**PASSAGE:**
--------------------

As a mom, I wouldn’t dream of bringing peanut-laden snacks for my sons after being told there was a child in the class with a serious peanut allergy. Our meetings should be likewise considerate of people with food allergies—because it’s the right thing to do. If that’s not reason enough, then because of the growing risk of liability for failing to do so.
Food Allergy Research & Education (FARE) estimates that 15 million Americans have food allergies; nine million of those are adults. Seventeen million Europeans have food allergies. These figures don’t even include people with other dietary restrictions (e.g., low-sodium, low-cholesterol) or people following specific diets or styles of eating (e.g., Paleo, vegetarian).
Thrive! Meetings & Events, which has a special expertise in managing food allergies at meetings and events, estimates that 38% of meeting attendees worldwide have food allergies or other dietary restrictions. FARE suggests that close to half of fatal food allergy reactions are triggered by food consumed outside the home, which could easily include meetings or eating while traveling. It’s simply not possible for meeting planners to ignore the problem and yet planners often ask me, “Do I have to provide special meals for <insert dietary restriction>?” The ethical answer is, “Of course!” The legal answer, as is typical: “It depends.”

--------------------

**RAW DATA:**
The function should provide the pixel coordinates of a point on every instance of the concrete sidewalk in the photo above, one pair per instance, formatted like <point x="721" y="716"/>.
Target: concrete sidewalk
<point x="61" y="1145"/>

--------------------

**WORK TASK 1:**
Translate this sentence from the passage on food allergies at meetings into Spanish: "Seventeen million Europeans have food allergies."
**WORK TASK 2:**
Go on with the passage on food allergies at meetings, starting after its final sentence.

**TASK RESULT 1:**
Diecisiete millones de europeos tienen alergias alimentarias.

**TASK RESULT 2:**
When the Americans with Disabilities Act (ADA) came out in 1990, it was intended to be an anti-discrimination law that afforded persons with disabilities equal opportunities in employment, government and public accommodations. For clarity, a person with a disability is defined as someone with “a physical or mental impairment that substantially limits one or more major life activities of such individual.”
Yet for years, courts construed the ADA narrowly, and refused to grant disability status to those with severe food allergies. Cue sigh of relief from meeting planners, hotels and restaurants—and cry of frustration from those with serious food allergies.
But here’s the thing—times (and the law), they are a-changin’.
Like many new laws, over time it became apparent that the ADA was not being applied quite like it was intended. Indeed, the law was often being used as a sword rather than a shield—it was being used to exclude people from coverage rather than to include them. To fix this, the Americans with Disabilities Act was amended in 2008.
The Americans with Disabilities Act as Amended (ADAAA) made many clarifications, including what constitute “major life activities” (including eating and breathing). The amendment was made in an effort to make the ADA more inclusive and is broader in scope than the original.
The gravity of these changes was made imminently clear in 2013 with the case United States Department of Justice v. Lesley University, in which a group of students with food allergies brought a complaint that the university required them to purchase a meal plan but refused to provide food options that accommodated their special needs. The U.S. Department of Justice agreed with the students and this became the first major case to apply the ADAAA to food allergies.
There will likely be more complaints and lawsuits to come, and the meeting and hospitality industries seem likely targets.